• _Request_:
Can you reproduce, word for word, the part of the source code parser text below starting at "Module: Source Code" and ending at "plain markdown syntax."?

• _Given text_:
Module: Source Code Parser

A Source Code Parser is responsible for taking an entrypoint file which specifies the start of a program, and parsing it into a source tree, which is a collection of every file which is represented in the source file, along with its dependencies.

The files themselves are called modules. They are formatted as standard Markdown files, following this format: https://daringfireball.net/projects/markdown/syntax and thus have the extension .md. The way each module should be parsed is as follows:

  • The text in the files which are not links constitute the source code. This is kept in plain markdown syntax.
  • The links in the files constitute reference to other modules. These are considered dependencies of the module. Note that a dependency is only valid if the link points to an existent local file on the filesystem.

• _Data_:
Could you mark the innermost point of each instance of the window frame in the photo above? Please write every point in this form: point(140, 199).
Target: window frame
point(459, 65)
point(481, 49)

• _Problem solution_:
Module: Source Code Parser

A Source Code Parser is responsible for taking an entrypoint file which specifies the start of a program, and parsing it into a source tree, which is a collection of every file which is represented in the source file, along with its dependencies.

The files themselves are called modules. They are formatted as standard Markdown files, following this format: https://daringfireball.net/projects/markdown/syntax and thus have the extension .md. The way each module should be parsed is as follows:

  • The text in the files which are not links constitute the source code. This is kept in plain markdown syntax.